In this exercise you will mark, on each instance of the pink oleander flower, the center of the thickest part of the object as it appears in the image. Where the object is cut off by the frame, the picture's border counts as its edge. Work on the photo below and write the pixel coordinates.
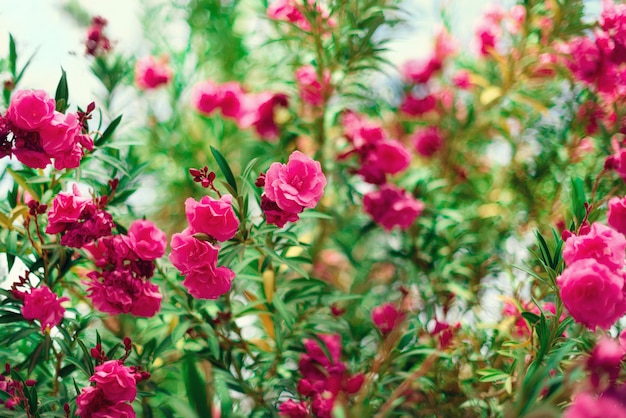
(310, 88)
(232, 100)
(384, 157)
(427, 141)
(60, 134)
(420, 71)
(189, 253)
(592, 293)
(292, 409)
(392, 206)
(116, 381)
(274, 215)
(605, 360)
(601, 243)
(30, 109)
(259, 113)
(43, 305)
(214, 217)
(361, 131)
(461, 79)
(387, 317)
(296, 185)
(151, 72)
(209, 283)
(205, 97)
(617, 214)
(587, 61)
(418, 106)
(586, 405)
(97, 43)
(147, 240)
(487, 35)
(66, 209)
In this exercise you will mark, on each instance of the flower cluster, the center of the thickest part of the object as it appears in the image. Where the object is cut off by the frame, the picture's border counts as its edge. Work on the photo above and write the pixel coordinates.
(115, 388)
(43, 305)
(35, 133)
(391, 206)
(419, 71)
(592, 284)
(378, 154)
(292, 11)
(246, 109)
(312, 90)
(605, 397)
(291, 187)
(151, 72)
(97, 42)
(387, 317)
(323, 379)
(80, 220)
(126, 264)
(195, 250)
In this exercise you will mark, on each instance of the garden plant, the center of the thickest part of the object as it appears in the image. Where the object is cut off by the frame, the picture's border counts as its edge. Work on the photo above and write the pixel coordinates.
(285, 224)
◇ ◇ ◇ ◇ ◇
**AIM OF THE TASK**
Repeat all of the listing above word for word, and exclude the pictures.

**TASK ANSWER**
In this exercise you will mark, on each instance of the pink oleander flower, the center of the thickest part of the object as it appears in the image. Where the object is cut off by the frame, the picture's border counts as its edge. Work on the photo below and write the pixel coordinates.
(310, 88)
(232, 100)
(384, 157)
(427, 141)
(60, 134)
(420, 71)
(189, 253)
(592, 293)
(292, 409)
(392, 206)
(116, 381)
(274, 215)
(605, 360)
(601, 243)
(30, 109)
(259, 113)
(43, 305)
(214, 217)
(361, 131)
(461, 79)
(387, 317)
(296, 185)
(151, 72)
(209, 283)
(205, 97)
(617, 214)
(587, 61)
(418, 106)
(586, 405)
(97, 43)
(147, 240)
(487, 35)
(66, 209)
In this exercise you will mark, on each instance of the flower cluster, the center of the thickest part of the object as it appears in the image. Where the object is cut off by the frame, the picture's border counts as its edge. Work on the photo above and write the pixel coordinates.
(115, 388)
(43, 305)
(35, 133)
(391, 206)
(419, 71)
(592, 284)
(378, 154)
(292, 11)
(246, 109)
(312, 90)
(605, 397)
(291, 187)
(151, 72)
(97, 42)
(387, 317)
(323, 379)
(80, 220)
(126, 264)
(195, 250)
In this exercise you will mark, on each instance of the garden plant, the center of the thickest part of the object as it appears in the image. Where the object is cut off by the frame, the picture's border counts as its edge. Work on the photo above and write the pixel coordinates.
(285, 224)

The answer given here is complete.